== EXCERPTED TEXT ==
The drifting sediment trap that collects samples of sinking material while drifting at 150 m.

Artificial iron-fertilisation to promote phytoplankton growth would involve dumping huge amounts of iron in areas of the ocean deficient in this mineral but having all the other ingredients needed for a phytoplankton bloom to grow. However, the idea remains highly controversial, as the likely effectiveness of the procedure - as well as its wider environmental impact - has been questioned, because the exact relationship between iron and the amount of carbon that is removed for circulation is still unknown. In 2008 the United Nations Convention on Biological Diversity agreed to halt all but small scale coastal iron fertilisation trials over concerns about the potential environmental impact.

Just act natural

The Crozex project led by Raymond Pollard and Richard Saunders from the National Oceanography Centre in Southampton, UK, studied the seas around theCrozet islands in the Southern Ocean in an attempt to confirm exactly how iron levels affect carbon capture. ’Establishing quantitatively the relationship between iron and carbon is a really key thing to do,’ says Saunders.

== GIVEN RECORDS ==
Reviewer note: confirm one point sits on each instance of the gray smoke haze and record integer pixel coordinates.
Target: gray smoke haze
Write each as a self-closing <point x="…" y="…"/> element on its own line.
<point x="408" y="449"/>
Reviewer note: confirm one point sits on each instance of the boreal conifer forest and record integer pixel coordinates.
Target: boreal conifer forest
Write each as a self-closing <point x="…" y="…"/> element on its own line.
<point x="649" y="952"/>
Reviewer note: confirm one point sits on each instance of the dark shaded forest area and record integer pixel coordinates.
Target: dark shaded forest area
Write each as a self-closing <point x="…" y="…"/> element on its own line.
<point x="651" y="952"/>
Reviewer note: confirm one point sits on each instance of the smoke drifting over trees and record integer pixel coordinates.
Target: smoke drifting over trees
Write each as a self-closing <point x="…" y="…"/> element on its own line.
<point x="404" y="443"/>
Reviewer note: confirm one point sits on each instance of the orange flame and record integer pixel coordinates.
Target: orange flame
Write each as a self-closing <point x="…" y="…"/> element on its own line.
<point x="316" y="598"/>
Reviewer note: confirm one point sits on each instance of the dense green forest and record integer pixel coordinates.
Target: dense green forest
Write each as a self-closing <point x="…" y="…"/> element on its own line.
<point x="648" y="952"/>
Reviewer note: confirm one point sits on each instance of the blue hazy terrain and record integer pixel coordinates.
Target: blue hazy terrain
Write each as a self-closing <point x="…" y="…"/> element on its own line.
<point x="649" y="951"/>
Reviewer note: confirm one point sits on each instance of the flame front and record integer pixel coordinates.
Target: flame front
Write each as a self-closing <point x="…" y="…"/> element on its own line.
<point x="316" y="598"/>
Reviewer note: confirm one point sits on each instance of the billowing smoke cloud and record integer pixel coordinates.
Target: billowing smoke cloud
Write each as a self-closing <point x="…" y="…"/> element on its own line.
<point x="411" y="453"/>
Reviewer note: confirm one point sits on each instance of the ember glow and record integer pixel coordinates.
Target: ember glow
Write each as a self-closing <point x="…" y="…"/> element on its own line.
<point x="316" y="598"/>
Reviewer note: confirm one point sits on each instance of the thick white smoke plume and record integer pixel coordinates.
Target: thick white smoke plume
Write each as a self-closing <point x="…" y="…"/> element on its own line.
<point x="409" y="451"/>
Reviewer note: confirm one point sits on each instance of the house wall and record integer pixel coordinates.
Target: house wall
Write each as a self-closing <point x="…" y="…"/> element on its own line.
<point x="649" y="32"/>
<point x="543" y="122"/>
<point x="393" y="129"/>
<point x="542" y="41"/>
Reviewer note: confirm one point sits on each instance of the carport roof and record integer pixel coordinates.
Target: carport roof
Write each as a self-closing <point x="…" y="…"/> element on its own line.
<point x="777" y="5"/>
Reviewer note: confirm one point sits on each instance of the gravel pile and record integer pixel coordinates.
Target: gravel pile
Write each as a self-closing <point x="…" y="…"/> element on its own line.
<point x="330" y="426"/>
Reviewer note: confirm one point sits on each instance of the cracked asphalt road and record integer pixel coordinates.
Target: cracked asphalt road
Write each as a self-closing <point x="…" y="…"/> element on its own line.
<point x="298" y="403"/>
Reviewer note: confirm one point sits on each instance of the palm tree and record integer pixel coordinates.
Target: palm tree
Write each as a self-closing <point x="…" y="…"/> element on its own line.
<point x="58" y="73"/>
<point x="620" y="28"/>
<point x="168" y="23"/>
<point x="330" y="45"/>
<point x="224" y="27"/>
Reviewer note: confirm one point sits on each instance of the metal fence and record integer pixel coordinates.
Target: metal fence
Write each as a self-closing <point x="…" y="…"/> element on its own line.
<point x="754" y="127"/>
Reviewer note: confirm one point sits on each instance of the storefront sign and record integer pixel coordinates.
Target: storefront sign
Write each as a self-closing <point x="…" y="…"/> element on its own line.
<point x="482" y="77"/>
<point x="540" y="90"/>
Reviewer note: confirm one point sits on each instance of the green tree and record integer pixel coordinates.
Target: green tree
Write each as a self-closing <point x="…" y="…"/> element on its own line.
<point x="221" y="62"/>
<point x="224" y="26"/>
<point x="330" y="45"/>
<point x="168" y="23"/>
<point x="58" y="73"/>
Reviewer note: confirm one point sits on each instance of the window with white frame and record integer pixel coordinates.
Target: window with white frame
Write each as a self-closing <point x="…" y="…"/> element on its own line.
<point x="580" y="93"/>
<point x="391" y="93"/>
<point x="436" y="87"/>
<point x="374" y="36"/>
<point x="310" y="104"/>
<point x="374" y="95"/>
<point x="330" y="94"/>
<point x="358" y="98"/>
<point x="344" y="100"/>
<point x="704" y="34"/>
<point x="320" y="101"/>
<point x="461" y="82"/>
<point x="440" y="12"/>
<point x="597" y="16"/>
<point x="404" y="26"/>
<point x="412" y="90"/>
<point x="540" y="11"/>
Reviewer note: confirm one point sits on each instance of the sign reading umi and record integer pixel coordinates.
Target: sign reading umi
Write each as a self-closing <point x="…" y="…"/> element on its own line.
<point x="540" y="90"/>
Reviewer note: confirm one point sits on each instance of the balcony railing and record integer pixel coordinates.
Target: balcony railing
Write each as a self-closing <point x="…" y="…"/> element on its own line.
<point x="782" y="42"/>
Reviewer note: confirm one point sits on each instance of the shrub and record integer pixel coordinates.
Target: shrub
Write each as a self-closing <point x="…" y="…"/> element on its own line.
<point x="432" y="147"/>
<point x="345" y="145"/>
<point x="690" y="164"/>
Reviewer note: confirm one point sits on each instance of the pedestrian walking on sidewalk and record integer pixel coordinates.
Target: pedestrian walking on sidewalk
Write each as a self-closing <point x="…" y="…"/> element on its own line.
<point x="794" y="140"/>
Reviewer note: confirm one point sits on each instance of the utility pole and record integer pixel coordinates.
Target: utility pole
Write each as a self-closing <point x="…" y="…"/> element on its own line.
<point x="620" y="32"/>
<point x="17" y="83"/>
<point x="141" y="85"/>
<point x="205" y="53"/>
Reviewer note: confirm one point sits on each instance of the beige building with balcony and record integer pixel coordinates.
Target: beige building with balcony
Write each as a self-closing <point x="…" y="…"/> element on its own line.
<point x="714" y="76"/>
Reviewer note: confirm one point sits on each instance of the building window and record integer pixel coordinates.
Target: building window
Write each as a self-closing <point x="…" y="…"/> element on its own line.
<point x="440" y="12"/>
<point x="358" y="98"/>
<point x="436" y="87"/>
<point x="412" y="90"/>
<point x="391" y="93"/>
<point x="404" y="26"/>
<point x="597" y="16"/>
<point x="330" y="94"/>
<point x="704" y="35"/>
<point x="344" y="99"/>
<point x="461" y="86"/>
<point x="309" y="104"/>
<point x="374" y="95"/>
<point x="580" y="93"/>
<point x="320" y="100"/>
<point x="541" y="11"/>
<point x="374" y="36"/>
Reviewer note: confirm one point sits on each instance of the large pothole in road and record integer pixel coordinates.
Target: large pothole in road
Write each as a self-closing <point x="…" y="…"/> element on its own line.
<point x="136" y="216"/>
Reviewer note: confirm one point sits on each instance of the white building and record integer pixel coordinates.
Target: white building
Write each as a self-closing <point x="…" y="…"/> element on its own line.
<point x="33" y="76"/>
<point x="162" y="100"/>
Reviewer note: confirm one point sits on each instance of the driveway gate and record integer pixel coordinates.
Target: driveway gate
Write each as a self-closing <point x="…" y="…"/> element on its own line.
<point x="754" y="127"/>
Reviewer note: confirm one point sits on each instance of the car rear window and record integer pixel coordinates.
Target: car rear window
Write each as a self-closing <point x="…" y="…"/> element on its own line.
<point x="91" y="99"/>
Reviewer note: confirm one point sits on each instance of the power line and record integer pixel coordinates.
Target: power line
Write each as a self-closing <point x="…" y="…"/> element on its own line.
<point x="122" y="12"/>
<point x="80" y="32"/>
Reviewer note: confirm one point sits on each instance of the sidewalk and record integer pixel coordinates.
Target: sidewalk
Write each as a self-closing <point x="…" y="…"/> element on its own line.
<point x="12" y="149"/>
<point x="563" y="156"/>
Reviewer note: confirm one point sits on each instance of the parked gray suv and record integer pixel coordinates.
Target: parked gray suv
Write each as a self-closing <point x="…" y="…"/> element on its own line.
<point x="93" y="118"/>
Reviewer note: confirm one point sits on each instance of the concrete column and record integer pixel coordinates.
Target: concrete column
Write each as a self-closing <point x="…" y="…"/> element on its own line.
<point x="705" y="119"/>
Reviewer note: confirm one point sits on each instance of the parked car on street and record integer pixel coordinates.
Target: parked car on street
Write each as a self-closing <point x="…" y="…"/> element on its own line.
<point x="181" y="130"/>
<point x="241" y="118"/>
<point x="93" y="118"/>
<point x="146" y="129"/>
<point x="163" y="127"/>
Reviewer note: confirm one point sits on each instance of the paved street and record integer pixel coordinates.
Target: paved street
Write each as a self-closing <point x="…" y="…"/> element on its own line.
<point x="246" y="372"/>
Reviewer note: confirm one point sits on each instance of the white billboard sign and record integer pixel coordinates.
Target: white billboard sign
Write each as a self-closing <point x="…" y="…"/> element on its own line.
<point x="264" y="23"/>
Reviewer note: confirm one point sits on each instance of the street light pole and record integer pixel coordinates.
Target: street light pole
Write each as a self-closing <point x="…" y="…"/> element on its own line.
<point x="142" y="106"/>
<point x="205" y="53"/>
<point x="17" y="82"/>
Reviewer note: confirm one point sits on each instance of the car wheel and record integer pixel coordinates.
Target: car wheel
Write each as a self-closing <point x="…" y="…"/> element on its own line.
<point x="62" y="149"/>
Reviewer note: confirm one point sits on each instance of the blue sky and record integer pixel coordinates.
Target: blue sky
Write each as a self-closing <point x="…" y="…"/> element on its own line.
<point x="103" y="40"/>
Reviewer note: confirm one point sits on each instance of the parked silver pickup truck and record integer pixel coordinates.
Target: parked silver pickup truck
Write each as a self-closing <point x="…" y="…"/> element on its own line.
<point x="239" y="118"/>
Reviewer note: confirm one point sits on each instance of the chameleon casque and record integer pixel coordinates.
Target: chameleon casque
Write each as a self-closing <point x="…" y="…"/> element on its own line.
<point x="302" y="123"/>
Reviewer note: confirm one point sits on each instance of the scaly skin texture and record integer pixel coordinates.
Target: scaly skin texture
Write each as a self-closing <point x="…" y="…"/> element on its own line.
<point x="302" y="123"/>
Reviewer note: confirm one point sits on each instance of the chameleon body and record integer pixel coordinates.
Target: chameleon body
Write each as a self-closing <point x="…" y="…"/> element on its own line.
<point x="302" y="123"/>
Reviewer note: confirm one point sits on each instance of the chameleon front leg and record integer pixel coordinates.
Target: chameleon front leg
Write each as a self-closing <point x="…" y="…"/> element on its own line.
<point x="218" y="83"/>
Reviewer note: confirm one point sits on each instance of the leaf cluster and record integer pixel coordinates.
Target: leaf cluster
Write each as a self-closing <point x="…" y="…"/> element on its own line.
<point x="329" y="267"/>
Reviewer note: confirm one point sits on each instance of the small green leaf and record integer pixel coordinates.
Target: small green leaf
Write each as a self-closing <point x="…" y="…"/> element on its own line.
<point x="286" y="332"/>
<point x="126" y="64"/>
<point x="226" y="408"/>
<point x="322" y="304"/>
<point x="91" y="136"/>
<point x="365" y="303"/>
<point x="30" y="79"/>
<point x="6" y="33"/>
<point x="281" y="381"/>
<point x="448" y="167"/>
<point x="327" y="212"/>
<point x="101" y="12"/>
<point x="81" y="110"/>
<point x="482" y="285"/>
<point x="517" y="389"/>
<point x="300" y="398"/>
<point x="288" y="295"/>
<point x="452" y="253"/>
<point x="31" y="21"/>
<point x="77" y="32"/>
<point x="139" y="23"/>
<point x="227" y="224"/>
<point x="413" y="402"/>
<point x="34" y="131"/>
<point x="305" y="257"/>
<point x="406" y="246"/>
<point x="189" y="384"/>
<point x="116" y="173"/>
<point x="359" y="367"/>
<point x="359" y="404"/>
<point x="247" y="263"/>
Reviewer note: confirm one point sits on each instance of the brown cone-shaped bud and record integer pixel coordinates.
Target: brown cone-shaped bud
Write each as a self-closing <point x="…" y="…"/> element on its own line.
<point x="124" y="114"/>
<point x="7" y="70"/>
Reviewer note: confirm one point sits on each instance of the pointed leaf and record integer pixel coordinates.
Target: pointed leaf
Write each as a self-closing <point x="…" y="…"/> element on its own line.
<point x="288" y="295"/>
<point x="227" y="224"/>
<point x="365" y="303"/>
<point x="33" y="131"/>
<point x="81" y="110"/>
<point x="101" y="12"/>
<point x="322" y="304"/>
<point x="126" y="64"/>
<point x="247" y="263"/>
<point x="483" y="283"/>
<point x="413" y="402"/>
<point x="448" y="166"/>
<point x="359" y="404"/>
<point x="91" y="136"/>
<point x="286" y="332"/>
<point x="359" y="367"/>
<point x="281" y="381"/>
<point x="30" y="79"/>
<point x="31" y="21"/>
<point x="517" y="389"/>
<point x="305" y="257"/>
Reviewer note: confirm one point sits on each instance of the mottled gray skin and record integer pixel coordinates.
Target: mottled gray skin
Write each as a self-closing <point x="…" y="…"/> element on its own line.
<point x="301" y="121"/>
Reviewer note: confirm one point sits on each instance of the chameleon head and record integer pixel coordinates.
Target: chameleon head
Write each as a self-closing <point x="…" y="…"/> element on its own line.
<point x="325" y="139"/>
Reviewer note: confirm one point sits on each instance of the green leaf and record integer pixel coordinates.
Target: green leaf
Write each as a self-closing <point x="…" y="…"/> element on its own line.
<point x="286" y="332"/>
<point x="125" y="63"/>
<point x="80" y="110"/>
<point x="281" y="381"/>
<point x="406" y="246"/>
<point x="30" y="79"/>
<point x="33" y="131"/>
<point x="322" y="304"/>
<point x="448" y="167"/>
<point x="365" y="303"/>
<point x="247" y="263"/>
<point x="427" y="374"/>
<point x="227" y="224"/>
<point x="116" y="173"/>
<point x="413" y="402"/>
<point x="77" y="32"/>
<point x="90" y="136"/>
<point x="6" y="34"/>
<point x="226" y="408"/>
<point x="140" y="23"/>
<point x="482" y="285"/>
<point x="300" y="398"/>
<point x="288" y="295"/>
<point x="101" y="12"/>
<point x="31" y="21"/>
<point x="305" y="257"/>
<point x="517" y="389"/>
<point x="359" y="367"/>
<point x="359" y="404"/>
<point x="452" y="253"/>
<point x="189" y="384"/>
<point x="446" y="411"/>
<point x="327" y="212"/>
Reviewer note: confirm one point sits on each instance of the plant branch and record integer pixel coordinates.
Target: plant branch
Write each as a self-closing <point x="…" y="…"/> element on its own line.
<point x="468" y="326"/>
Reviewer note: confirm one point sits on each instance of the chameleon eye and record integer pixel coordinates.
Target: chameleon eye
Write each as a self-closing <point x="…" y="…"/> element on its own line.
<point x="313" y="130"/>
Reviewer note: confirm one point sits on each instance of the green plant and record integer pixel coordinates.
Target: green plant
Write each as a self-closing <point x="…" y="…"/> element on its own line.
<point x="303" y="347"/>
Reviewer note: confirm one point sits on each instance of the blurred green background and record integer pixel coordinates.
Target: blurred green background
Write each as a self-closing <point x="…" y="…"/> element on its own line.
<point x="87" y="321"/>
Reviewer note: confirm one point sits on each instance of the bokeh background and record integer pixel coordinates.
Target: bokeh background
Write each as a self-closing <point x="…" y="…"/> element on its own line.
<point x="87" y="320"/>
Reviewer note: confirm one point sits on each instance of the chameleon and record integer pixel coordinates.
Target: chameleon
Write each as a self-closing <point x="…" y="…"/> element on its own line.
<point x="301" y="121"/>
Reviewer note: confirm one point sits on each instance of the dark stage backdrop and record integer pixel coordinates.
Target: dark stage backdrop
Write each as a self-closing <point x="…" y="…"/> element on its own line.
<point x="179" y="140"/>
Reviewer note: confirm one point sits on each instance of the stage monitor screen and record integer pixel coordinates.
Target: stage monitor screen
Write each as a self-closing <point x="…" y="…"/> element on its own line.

== DIRECTIONS ==
(A) According to the iron fertilization excerpt, in what year did the United Nations Convention on Biological Diversity agree to halt all but small-scale coastal iron fertilization trials?
(B) From the iron fertilization excerpt, copy word for word the stretch from "The drifting sediment" through "potential environmental impact.".

== ANSWERS FOR THE EXERCISE ==
(A) 2008

(B)
The drifting sediment trap that collects samples of sinking material while drifting at 150 m.

Artificial iron-fertilisation to promote phytoplankton growth would involve dumping huge amounts of iron in areas of the ocean deficient in this mineral but having all the other ingredients needed for a phytoplankton bloom to grow. However, the idea remains highly controversial, as the likely effectiveness of the procedure - as well as its wider environmental impact - has been questioned, because the exact relationship between iron and the amount of carbon that is removed for circulation is still unknown. In 2008 the United Nations Convention on Biological Diversity agreed to halt all but small scale coastal iron fertilisation trials over concerns about the potential environmental impact.